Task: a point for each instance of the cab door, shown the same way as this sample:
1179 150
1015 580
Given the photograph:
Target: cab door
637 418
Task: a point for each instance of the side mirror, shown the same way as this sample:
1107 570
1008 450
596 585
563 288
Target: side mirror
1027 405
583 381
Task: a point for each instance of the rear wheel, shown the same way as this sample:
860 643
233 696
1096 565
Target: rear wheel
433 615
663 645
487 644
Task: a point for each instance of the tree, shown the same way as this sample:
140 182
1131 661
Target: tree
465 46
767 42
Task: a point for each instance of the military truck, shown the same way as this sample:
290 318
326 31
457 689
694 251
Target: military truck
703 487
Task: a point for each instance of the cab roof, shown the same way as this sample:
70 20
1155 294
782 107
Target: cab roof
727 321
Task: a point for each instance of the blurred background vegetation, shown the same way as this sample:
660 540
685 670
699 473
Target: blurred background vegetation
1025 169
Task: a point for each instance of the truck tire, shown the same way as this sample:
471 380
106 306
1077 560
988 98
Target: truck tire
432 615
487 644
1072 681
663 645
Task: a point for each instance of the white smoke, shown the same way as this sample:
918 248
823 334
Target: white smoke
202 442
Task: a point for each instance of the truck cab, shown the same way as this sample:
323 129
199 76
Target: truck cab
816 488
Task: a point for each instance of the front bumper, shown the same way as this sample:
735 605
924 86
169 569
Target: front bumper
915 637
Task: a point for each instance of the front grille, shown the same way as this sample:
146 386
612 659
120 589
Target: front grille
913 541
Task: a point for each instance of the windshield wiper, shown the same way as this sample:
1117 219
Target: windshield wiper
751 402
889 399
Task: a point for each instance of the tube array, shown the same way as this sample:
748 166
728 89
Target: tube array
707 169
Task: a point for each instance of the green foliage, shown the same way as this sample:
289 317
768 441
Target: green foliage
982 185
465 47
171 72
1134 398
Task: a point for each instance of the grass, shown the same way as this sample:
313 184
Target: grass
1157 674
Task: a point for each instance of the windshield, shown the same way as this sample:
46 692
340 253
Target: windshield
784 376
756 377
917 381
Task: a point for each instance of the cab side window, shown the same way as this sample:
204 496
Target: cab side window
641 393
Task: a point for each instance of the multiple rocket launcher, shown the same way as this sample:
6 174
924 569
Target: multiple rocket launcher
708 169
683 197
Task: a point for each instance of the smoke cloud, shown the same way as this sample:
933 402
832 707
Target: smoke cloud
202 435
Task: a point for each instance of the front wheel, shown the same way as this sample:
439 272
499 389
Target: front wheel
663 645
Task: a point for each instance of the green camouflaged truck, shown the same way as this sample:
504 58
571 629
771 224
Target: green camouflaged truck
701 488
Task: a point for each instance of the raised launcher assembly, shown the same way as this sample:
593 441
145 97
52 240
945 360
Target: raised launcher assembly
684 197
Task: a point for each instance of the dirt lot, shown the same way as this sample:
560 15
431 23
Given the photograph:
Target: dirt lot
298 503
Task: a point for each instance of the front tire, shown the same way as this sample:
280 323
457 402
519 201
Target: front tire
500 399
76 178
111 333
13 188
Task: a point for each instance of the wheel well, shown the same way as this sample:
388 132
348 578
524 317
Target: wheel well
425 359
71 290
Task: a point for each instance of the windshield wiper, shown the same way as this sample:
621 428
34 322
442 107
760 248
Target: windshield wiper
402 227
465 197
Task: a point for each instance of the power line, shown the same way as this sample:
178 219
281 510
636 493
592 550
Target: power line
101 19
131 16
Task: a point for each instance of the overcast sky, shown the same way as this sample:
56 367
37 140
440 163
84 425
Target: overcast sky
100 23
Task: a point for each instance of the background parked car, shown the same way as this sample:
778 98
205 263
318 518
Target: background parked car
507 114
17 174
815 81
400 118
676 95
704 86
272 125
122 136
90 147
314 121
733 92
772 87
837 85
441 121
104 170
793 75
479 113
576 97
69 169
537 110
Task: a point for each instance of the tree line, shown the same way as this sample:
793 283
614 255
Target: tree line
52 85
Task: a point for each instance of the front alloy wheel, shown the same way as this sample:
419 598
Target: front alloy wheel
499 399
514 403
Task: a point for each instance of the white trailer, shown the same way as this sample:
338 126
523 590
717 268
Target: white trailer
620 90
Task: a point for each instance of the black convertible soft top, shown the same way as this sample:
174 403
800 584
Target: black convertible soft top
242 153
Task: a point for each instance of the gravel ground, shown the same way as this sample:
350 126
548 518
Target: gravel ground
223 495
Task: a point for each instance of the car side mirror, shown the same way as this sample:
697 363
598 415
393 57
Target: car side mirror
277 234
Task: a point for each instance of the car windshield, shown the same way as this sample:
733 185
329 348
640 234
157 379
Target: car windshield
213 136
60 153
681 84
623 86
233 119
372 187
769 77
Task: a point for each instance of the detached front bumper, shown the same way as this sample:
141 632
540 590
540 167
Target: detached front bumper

........

#### [WHAT IS BEING ASKED]
Format the lines above as a JSON list of strings, one string per line, leaving out blank lines.

#### [EXERCISE ANSWER]
[
  "Task: a point for each instance of the cab door, shown the same way as this sample:",
  "1179 150",
  "1015 580",
  "Given the photograph:",
  "Target: cab door",
  "637 418",
  "Task: a point for each instance of the side mirror, shown the same way as this sample:",
  "1107 570",
  "1008 450",
  "596 585",
  "563 288",
  "Target: side mirror",
  "1027 405",
  "583 381",
  "Task: a point for each instance of the rear wheel, shown the same way as this sample:",
  "860 643",
  "233 696",
  "1096 565",
  "Target: rear wheel",
  "433 615",
  "663 645",
  "487 644",
  "Task: a point for each instance of the tree, shown the same way as this sample:",
  "140 182",
  "1131 661",
  "Target: tree",
  "465 46",
  "767 42",
  "Task: a point for each instance of the military truck, shown the same way as this sample:",
  "290 318",
  "326 31",
  "457 689",
  "694 251",
  "Target: military truck",
  "703 487",
  "Task: a point for each instance of the cab roof, shown the same way as this sample:",
  "70 20",
  "1155 294",
  "782 107",
  "Target: cab roof",
  "727 321",
  "Task: a point for each instance of the blurred background vegetation, shown the same way as this sample:",
  "660 540",
  "685 670",
  "699 473",
  "Target: blurred background vegetation",
  "1025 169",
  "Task: a point for each instance of the truck tire, shown the same way as this sample:",
  "471 380",
  "106 306",
  "1077 560",
  "988 98",
  "Target: truck tire",
  "432 615",
  "487 644",
  "1072 681",
  "663 645",
  "Task: a point for each instance of the white smoke, shown the same way as this sample:",
  "918 248",
  "823 334",
  "Target: white smoke",
  "202 442",
  "Task: a point for each instance of the truck cab, shown the same way as this sample:",
  "323 129",
  "199 76",
  "Target: truck cab",
  "816 488",
  "Task: a point for each instance of the front bumper, shown the same way as this sample:",
  "735 605",
  "924 86",
  "169 569",
  "Target: front bumper",
  "915 637",
  "Task: a point for each instance of the front grille, shown the same way as this sample:",
  "146 386",
  "612 659",
  "120 589",
  "Target: front grille",
  "913 541",
  "Task: a point for each instance of the windshield wiper, shown the same way as this sample:",
  "1117 219",
  "Target: windshield wiper",
  "751 402",
  "889 399",
  "Task: a point for each instance of the tube array, shown the same way as this sample:",
  "748 166",
  "728 89",
  "Target: tube array",
  "707 169",
  "Task: a point for each instance of the green foliage, shown the same way as this sample:",
  "289 317",
  "768 441",
  "Target: green foliage",
  "982 185",
  "465 47",
  "171 72",
  "1134 398",
  "Task: a point for each instance of the grass, shown the same way as this sample:",
  "313 184",
  "Target: grass",
  "1157 674",
  "Task: a point for each instance of the windshield, shown the same way as this sample:",
  "46 692",
  "340 253",
  "Target: windshield",
  "784 376",
  "756 377",
  "917 381",
  "Task: a point for each instance of the cab side window, shown the same way as this sample:",
  "204 496",
  "Target: cab side window",
  "641 393",
  "Task: a point for each instance of the multiple rocket launcher, shown the same way as this sample:",
  "6 174",
  "924 569",
  "Target: multiple rocket launcher",
  "708 169",
  "683 197",
  "Task: a point for each instance of the smoke cloud, shown the same way as this sample:",
  "933 402",
  "832 707",
  "Target: smoke cloud",
  "202 435",
  "Task: a point for each instance of the front wheel, shown the same way as this sample:",
  "439 272",
  "499 389",
  "Target: front wheel",
  "663 645",
  "Task: a point for each instance of the green camouflaged truck, shown the same way as this sample:",
  "504 58",
  "571 629",
  "771 224",
  "Target: green camouflaged truck",
  "701 488",
  "Task: a point for each instance of the raised launcher assembly, shown the same way as this sample:",
  "593 441",
  "145 97",
  "52 240",
  "945 360",
  "Target: raised launcher assembly",
  "684 197",
  "Task: a point for each instance of the dirt lot, shown the same way as this sample:",
  "560 15",
  "431 23",
  "Given the photograph:",
  "Target: dirt lot",
  "298 503",
  "Task: a point for each instance of the front tire, shown the same way as this sample:",
  "280 323",
  "457 402",
  "519 201",
  "Target: front tire",
  "500 399",
  "76 178",
  "111 333",
  "13 188",
  "Task: a point for each instance of the wheel well, shown the same way as this sample:",
  "388 132",
  "348 578",
  "524 317",
  "Target: wheel well",
  "425 359",
  "71 290",
  "Task: a point for each instance of the windshield wiper, shown the same way as this sample:",
  "621 428",
  "34 322",
  "442 107",
  "760 248",
  "Target: windshield wiper",
  "402 227",
  "465 197",
  "Task: a point for each instance of the power line, shown the same way as this sample:",
  "178 219",
  "281 510",
  "636 493",
  "592 550",
  "Target: power line",
  "101 19",
  "131 16",
  "Task: a point for each instance of the overcast sky, shown the same way as this sample:",
  "56 367",
  "37 140",
  "440 163",
  "84 425",
  "Target: overcast sky",
  "100 23",
  "Task: a point for each instance of the background parked car, shown the same way as this sample:",
  "778 98",
  "205 263",
  "318 518",
  "Target: background parked car",
  "507 114",
  "17 174",
  "815 81",
  "400 118",
  "676 95",
  "704 86",
  "272 125",
  "122 136",
  "90 147",
  "314 121",
  "733 92",
  "772 87",
  "837 85",
  "441 121",
  "104 170",
  "793 75",
  "479 113",
  "576 97",
  "69 169",
  "537 110",
  "Task: a point for each instance of the tree line, shown the same way as this sample:",
  "793 283",
  "614 255",
  "Target: tree line",
  "52 85",
  "Task: a point for each instance of the front alloy wheel, shown the same way as this sample:",
  "419 598",
  "Target: front alloy wheel",
  "499 399",
  "514 403",
  "Task: a point for each instance of the white trailer, shown the same way as this sample:",
  "338 126",
  "523 590",
  "717 268",
  "Target: white trailer",
  "620 90",
  "Task: a point for each instance of the black convertible soft top, shown the same way as this sample:",
  "174 403",
  "800 584",
  "Target: black convertible soft top",
  "242 153",
  "Task: a point for each instance of the gravel ground, shown the same way as this sample:",
  "350 126",
  "548 518",
  "Target: gravel ground",
  "223 495",
  "Task: a point for each instance of the car side mirror, shown the same way as this sample:",
  "697 363",
  "598 415",
  "393 57",
  "Target: car side mirror",
  "277 234",
  "Task: a point for each instance of the car windshield, shown the same way as this sample:",
  "733 185",
  "329 348",
  "640 234",
  "157 379",
  "Target: car windshield",
  "213 136",
  "60 153",
  "681 84",
  "623 86",
  "233 119",
  "372 187",
  "769 77",
  "Task: a point for each instance of the detached front bumper, shown the same way as this sample:",
  "141 632",
  "540 590",
  "540 167",
  "Target: detached front bumper"
]